### Stated exercise
Lay out every line of the records below as a Markdown table with two columns, Row and Line. Leave out blank lines.

### Input material

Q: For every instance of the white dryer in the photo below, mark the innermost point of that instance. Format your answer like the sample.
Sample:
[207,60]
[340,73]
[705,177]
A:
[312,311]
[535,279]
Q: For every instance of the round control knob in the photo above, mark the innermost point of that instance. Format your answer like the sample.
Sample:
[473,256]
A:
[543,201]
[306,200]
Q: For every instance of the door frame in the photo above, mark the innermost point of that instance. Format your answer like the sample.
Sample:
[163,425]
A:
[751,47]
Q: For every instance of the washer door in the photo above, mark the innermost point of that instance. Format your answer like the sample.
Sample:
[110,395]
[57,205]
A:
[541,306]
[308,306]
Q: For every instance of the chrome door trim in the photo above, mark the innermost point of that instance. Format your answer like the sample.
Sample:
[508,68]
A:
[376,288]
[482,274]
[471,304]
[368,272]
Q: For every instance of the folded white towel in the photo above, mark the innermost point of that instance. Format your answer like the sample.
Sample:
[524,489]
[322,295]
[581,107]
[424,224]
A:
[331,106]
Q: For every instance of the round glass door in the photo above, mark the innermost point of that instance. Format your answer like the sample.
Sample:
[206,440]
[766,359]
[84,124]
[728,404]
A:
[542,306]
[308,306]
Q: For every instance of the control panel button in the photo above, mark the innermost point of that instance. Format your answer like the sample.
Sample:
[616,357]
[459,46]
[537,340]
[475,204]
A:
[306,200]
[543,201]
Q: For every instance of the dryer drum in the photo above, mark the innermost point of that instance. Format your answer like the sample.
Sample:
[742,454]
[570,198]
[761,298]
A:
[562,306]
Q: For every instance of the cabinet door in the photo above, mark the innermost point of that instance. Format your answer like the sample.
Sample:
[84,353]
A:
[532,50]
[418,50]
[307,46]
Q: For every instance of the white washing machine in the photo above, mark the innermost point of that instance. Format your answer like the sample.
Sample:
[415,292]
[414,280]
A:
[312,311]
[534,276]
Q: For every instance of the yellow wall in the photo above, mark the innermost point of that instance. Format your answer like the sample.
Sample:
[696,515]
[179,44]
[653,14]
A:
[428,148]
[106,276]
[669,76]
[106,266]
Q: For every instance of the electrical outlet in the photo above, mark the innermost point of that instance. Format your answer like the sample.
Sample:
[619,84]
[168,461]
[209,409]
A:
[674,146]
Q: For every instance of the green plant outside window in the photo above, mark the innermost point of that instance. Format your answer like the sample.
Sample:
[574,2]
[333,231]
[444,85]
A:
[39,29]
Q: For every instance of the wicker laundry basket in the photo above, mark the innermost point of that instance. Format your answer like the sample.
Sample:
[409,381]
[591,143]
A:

### Reply to the exercise
| Row | Line |
|---|---|
| 1 | Q: For every instance of the white dryer in the photo below, mark the innermost point of that instance. Format your answer like the sample. |
| 2 | Sample: |
| 3 | [207,60] |
| 4 | [340,73] |
| 5 | [705,177] |
| 6 | A: |
| 7 | [312,311] |
| 8 | [535,279] |
| 9 | Q: For every instance of the round control knob in the photo above, mark the innermost point of that instance. Format your answer like the sample. |
| 10 | Sample: |
| 11 | [473,256] |
| 12 | A: |
| 13 | [543,201] |
| 14 | [306,200] |
| 15 | Q: For every instance of the door frame in the photo above, mark the innermost point of that instance. Format your answer like the sample. |
| 16 | Sample: |
| 17 | [163,425] |
| 18 | A: |
| 19 | [751,47] |
| 20 | Q: For every instance of the washer door in the photo above, mark the innermost point of that instance. Format your answer like the sample. |
| 21 | Sample: |
| 22 | [110,395] |
| 23 | [57,205] |
| 24 | A: |
| 25 | [541,306] |
| 26 | [308,306] |
| 27 | Q: For every instance of the chrome door trim in the photo above, mark the innermost point of that instance. Format your answer like the sample. |
| 28 | Sample: |
| 29 | [508,68] |
| 30 | A: |
| 31 | [376,288] |
| 32 | [482,274] |
| 33 | [471,304] |
| 34 | [368,272] |
| 35 | Q: For every instance of the folded white towel in the photo above, mark the innermost point of that instance. Format your answer like the sample. |
| 36 | Sample: |
| 37 | [524,489] |
| 38 | [322,295] |
| 39 | [581,107] |
| 40 | [424,224] |
| 41 | A: |
| 42 | [331,106] |
| 43 | Q: For every instance of the round glass door in the photo above, mark the innermost point of that instance. Format your answer like the sample. |
| 44 | Sample: |
| 45 | [206,440] |
| 46 | [766,359] |
| 47 | [84,124] |
| 48 | [728,404] |
| 49 | A: |
| 50 | [542,306] |
| 51 | [308,306] |
| 52 | Q: For every instance of the control panel button in the photo above, mark the innermost point of that instance. Format your answer like the sample. |
| 53 | Sample: |
| 54 | [616,357] |
| 55 | [459,46] |
| 56 | [537,340] |
| 57 | [475,204] |
| 58 | A: |
| 59 | [306,200] |
| 60 | [543,201] |
| 61 | Q: For every instance of the dryer drum in the photo above, mark the innermost point of that instance. Format your answer like the sample. |
| 62 | Sample: |
| 63 | [742,454] |
| 64 | [570,198] |
| 65 | [761,298] |
| 66 | A: |
| 67 | [562,306] |
| 68 | Q: For every instance of the cabinet door in the photo above, mark the innermost point of that instance. Format your answer like the sample. |
| 69 | Sample: |
| 70 | [84,353] |
| 71 | A: |
| 72 | [532,50] |
| 73 | [418,50] |
| 74 | [307,46] |
| 75 | Q: For every instance of the white washing machine in the photo above, mark the innermost point of that instance. Format your answer like the sample. |
| 76 | Sample: |
| 77 | [415,292] |
| 78 | [414,280] |
| 79 | A: |
| 80 | [312,311] |
| 81 | [534,276] |
| 82 | Q: For every instance of the yellow wall in the photo above, mark the innermost point of that instance. Format your answer like the sample. |
| 83 | Sample: |
| 84 | [696,515] |
| 85 | [179,44] |
| 86 | [653,14] |
| 87 | A: |
| 88 | [428,148] |
| 89 | [106,276] |
| 90 | [669,76] |
| 91 | [106,266] |
| 92 | Q: For every instance of the electrical outlet in the photo above, mark the innermost point of that instance. Format your answer like the sample. |
| 93 | Sample: |
| 94 | [619,84] |
| 95 | [168,461] |
| 96 | [209,409] |
| 97 | A: |
| 98 | [674,146] |
| 99 | Q: For every instance of the green plant outside window in the photo above, mark the innermost point of that instance. Format your answer like the sample. |
| 100 | Sample: |
| 101 | [574,2] |
| 102 | [333,231] |
| 103 | [444,85] |
| 104 | A: |
| 105 | [39,29] |
| 106 | Q: For every instance of the wicker laundry basket in the photo above, mark the innermost point of that instance. Format your answer like the sample. |
| 107 | Sample: |
| 108 | [409,381] |
| 109 | [591,143] |
| 110 | A: |